Supplied records:
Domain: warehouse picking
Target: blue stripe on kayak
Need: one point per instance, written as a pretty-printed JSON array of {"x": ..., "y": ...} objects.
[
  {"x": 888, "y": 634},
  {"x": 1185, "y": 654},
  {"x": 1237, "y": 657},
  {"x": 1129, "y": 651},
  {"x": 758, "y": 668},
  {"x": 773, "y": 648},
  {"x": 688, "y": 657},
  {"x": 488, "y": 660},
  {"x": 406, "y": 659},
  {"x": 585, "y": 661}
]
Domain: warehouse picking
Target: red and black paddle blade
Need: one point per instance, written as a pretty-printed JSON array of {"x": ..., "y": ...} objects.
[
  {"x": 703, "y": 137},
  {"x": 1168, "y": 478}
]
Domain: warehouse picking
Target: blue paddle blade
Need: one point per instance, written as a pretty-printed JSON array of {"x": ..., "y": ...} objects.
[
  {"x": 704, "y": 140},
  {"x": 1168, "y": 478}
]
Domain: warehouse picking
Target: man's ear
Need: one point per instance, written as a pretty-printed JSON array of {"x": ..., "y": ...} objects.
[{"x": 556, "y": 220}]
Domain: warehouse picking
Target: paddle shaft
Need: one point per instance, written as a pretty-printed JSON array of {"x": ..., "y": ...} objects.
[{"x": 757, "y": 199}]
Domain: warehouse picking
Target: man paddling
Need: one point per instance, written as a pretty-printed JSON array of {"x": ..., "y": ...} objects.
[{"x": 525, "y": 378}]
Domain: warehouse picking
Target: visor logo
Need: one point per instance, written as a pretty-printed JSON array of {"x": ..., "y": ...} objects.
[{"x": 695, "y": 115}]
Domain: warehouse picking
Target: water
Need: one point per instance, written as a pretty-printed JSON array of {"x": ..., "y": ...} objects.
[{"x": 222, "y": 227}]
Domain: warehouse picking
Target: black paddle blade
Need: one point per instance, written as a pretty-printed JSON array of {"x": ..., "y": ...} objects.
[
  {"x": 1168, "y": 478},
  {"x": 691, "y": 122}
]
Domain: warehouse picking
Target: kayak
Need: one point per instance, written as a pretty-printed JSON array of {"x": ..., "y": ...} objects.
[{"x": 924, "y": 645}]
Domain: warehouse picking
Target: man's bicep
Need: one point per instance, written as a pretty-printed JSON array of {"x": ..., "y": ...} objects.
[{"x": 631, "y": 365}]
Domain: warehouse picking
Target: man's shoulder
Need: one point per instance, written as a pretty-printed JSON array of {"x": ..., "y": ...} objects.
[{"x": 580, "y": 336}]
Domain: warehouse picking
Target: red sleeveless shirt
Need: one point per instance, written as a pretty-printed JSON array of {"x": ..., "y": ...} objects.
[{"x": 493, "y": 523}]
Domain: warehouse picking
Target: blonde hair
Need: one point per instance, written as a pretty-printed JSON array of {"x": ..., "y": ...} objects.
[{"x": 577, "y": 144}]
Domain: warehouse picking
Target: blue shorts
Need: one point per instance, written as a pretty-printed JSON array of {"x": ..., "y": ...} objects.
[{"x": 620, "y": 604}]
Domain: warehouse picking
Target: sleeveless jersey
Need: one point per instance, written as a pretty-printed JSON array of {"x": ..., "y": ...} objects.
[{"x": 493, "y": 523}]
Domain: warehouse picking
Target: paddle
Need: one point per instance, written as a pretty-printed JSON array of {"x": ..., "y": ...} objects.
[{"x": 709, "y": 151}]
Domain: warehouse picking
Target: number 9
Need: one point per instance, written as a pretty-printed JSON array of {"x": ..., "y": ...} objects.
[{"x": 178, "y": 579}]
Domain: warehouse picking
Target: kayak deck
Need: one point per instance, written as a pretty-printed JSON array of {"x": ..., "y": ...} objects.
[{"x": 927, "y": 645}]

Directions for this task:
How many lines in the records above contain the word "paddle"? Reply with the number alone.

Answer to the problem:
5